-- Texto da página --
※ ※ ※
BRASIL

Barbárie no Nordeste: casos de estupros e assassinatos chocam o país

Entre os incontáveis atos de crueldade que acontecem mundo afora e hoje são temas recorrentes nos noticiários, uma onda de casos de violência contra a mulher chamou a atenção do Brasil para o Nordeste nas últimas semanas. Histórias de horror, envolvendo meninas e mães de família, violentadas de forma brutal e assustadora. Os quatro casos, marcados por sequestro, tortura, estupro e assassinato, aconteceram em um período de apenas 35 dias.

Seja por herança cultural, imposição física ou quaisquer outros motivos, alguns grupos são naturalmente mais vulneráveis à violência. Segundo a Organização Mundial de Saúde (OMS), mais de um terço das mulheres do mundo é vítima de abusos físicos ou sexuais. As barbáries ocorridas nos estados do Piauí, Pernambuco, Paraíba e Ceará endossam uma preocupação global. A Asociación de la Encuesta Mundial de Valores levantou um dado preocupante: em 17 dos 41 países analisados, pelo menos um quarto da população acredita ser justificável um homem bater em sua esposa.

É considerada violência de gênero aquela exercida de um sexo sobre o oposto. Em geral, o conceito refere-se à violência quando o sujeito passivo é uma pessoa do gênero feminino. Neste sentido, também se aplicam conceitos como violência machista e/ou doméstica. Em 95% dos casos de violência praticada contra a mulher, um homem é o agressor.

A situação também é grave no Brasil, que está entre os países com maior índice de homicídios de mulheres no mundo. De acordo com o 8º Anuário Brasileiro de Segurança Pública, apresentado em 2014, 50.320 estupros foram registrados no ano de 2013. Apenas 35% das vítimas costumam denunciar os criminosos. O medo e o preconceito são os principais motivos da baixa porcentagem de denúncias e retratam um outro importante aspecto do problema: a culpabilização da vítima como justificativa dos casos. “Basicamente, o mecanismo de autojustificação de várias instituições, principalmente aquelas que deveriam zelar pela segurança e pela proteção da mulher, coloca a vítima como culpada. A mulher é responsabilizada pela violência que sofre. Este tipo de postura institucional de tolerância e impunidade não só permite como incentiva o feminicídio”, avalia o sociólogo Julio Jacobo Waiselfisz, responsável pelo Mapa da Violência, série de estudos sobre publicados sobre o tema desde 1998.
※ ※ ※
-- Dados armazenados --

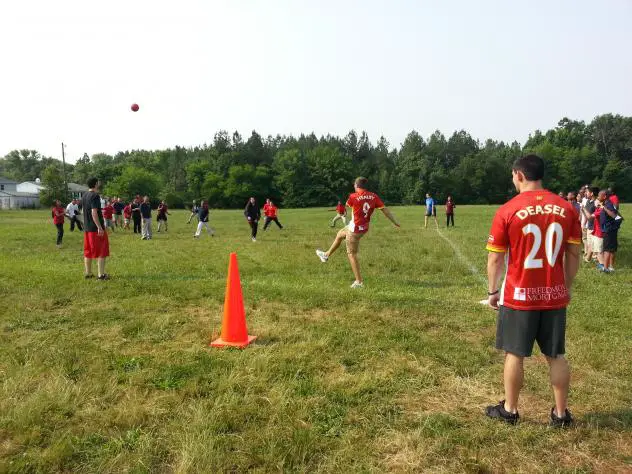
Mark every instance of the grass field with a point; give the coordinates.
(117, 376)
※ ※ ※
-- Tarefa --
Repita sem alterações o trecho da reportagem sobre violência contra a mulher no Nordeste, começando em "É considerada violência" e seguindo até "é o agressor.".

-- Resultado da tarefa --
É considerada violência de gênero aquela exercida de um sexo sobre o oposto. Em geral, o conceito refere-se à violência quando o sujeito passivo é uma pessoa do gênero feminino. Neste sentido, também se aplicam conceitos como violência machista e/ou doméstica. Em 95% dos casos de violência praticada contra a mulher, um homem é o agressor.